# SUPPLIED ENTRIES
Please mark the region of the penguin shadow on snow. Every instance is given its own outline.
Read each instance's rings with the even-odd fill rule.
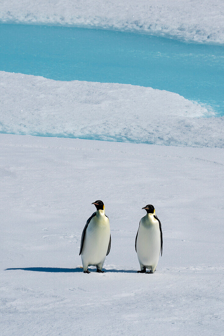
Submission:
[[[90,273],[96,273],[96,269],[92,269]],[[58,267],[25,267],[17,268],[6,268],[5,271],[16,270],[21,270],[24,271],[32,271],[33,272],[46,272],[48,273],[77,273],[83,272],[82,268],[76,267],[75,268],[63,268]],[[134,270],[126,269],[106,269],[104,270],[106,273],[136,273],[136,271]]]

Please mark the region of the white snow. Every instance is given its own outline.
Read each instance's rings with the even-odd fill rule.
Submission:
[[[224,43],[223,0],[1,0],[0,20],[114,29]]]
[[[0,87],[1,133],[223,146],[224,117],[173,92],[2,71]]]
[[[0,333],[222,334],[224,153],[0,134]],[[108,271],[84,274],[81,236],[97,199],[110,219]],[[163,255],[154,274],[137,274],[149,203]]]

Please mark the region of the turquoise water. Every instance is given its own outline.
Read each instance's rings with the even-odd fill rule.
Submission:
[[[224,47],[134,33],[0,25],[0,70],[151,86],[224,115]]]

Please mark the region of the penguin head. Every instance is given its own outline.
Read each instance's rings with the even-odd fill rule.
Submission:
[[[102,201],[98,200],[95,202],[93,202],[92,204],[94,204],[97,208],[97,210],[104,210],[104,205],[103,202]]]
[[[152,204],[148,204],[142,208],[146,210],[147,213],[154,213],[155,211],[155,208]]]

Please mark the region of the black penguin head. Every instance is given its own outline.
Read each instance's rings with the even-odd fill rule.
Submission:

# EXERCISE REQUIREMENTS
Reproduce all of the records above line for line, leaving out the pictures.

# SOLUTION BELOW
Please mark the region of the penguin shadow on snow. Every instance is given its own outline.
Read each instance's rings with the even-odd fill rule.
Submission:
[[[90,273],[96,273],[96,269],[92,269]],[[58,267],[25,267],[17,268],[6,268],[5,271],[16,270],[21,270],[24,271],[32,271],[33,272],[46,272],[48,273],[77,273],[83,272],[82,268],[76,267],[75,268],[63,268]],[[134,270],[126,269],[106,269],[104,270],[106,273],[136,273],[136,271]]]

Please mark the region of the white snow. Every instance is given its own outline.
Read each instance's rings with the even-odd fill rule.
Submission:
[[[224,43],[223,0],[1,0],[0,20],[114,29]]]
[[[0,87],[1,133],[223,146],[224,117],[173,92],[2,71]]]
[[[0,333],[222,334],[224,153],[0,134]],[[108,271],[84,274],[81,236],[97,199],[110,219]],[[163,255],[154,274],[137,274],[149,203]]]

Please mark the region of the turquoise water. Every instance is given its own outline.
Read each instance's rings with the even-odd fill rule.
Submission:
[[[224,47],[134,33],[0,25],[0,70],[151,86],[224,115]]]

Please mark the region of the penguin head. Every instance is given its own outline.
Read each instance's rings with the even-odd fill rule.
Submission:
[[[102,201],[98,200],[95,202],[93,202],[92,204],[94,204],[97,208],[97,210],[104,210],[104,205],[103,202]]]
[[[152,204],[148,204],[142,208],[146,210],[147,213],[154,213],[155,211],[155,208]]]

Please mark the region of the black penguin head. Every instance is given its own outline.
Read each instance's rings with the even-odd fill rule.
Submission:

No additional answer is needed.